Referring expression pointing data:
⟨

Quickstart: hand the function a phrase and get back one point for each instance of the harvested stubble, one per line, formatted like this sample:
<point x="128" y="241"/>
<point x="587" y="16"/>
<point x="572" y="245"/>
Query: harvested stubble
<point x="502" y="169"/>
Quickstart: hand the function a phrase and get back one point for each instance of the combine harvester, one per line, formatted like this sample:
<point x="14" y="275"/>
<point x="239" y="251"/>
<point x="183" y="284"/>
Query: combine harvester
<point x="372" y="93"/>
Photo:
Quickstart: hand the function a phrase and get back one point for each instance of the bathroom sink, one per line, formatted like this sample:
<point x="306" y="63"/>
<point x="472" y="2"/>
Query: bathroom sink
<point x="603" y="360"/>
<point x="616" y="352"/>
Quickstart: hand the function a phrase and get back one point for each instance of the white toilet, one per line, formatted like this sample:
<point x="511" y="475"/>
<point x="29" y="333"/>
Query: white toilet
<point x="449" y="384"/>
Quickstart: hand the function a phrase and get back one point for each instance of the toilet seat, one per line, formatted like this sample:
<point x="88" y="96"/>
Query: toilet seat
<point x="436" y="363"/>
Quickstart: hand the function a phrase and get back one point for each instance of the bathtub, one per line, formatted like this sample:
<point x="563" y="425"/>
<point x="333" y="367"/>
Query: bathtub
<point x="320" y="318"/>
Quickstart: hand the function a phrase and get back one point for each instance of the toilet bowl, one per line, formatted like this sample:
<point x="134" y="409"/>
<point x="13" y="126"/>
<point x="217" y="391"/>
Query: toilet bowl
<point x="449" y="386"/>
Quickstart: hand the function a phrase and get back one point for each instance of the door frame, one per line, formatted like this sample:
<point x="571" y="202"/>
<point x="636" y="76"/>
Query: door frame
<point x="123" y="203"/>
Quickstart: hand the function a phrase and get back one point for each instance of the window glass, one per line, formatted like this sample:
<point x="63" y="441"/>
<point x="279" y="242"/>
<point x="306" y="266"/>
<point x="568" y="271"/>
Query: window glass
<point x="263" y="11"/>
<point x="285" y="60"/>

⟩

• Task brief
Reproduce the entries above in full, precisely as written.

• Answer box
Quickstart: hand the function a phrase and get back one point for each instance of the harvested stubble, one per line, formatted like this sample:
<point x="128" y="241"/>
<point x="587" y="16"/>
<point x="572" y="245"/>
Query: harvested stubble
<point x="502" y="169"/>
Quickstart: hand the function a phrase and get back one point for each instance of the combine harvester, one per line, formatted like this sample:
<point x="14" y="275"/>
<point x="239" y="251"/>
<point x="183" y="284"/>
Query: combine harvester
<point x="372" y="93"/>
Photo:
Quickstart: hand the function a phrase and get back one point for each instance of the bathroom sink, one per line, formatted like this sample:
<point x="306" y="63"/>
<point x="472" y="2"/>
Query: bathroom sink
<point x="603" y="360"/>
<point x="616" y="352"/>
Quickstart: hand the function a phrase and get back one point for each instance of the white toilet, one per line, formatted like this sample:
<point x="511" y="475"/>
<point x="29" y="333"/>
Query: white toilet
<point x="449" y="384"/>
Quickstart: hand the function a phrase and get back one point for each instance of the toilet seat, one per line, formatted like this sample:
<point x="88" y="96"/>
Query: toilet seat
<point x="436" y="363"/>
Quickstart: hand the function a phrase and get back one point for each instance of the bathtub, one per line, formatted like this sample:
<point x="563" y="425"/>
<point x="333" y="367"/>
Query: bathtub
<point x="320" y="318"/>
Quickstart: hand the function a phrase and get back one point for each instance of the toilet bowl, one per line, formatted like this sample:
<point x="134" y="409"/>
<point x="13" y="126"/>
<point x="217" y="391"/>
Query: toilet bowl
<point x="449" y="386"/>
Quickstart: hand the function a phrase and get back one point for each instance of the door frame, one per line, formatted like this sample:
<point x="571" y="202"/>
<point x="636" y="76"/>
Query: door frame
<point x="123" y="203"/>
Quickstart: hand the function a phrase and get back one point for each instance of the window glass, one per line, formatted like this sample:
<point x="63" y="441"/>
<point x="279" y="242"/>
<point x="306" y="266"/>
<point x="568" y="271"/>
Query: window glass
<point x="263" y="11"/>
<point x="285" y="60"/>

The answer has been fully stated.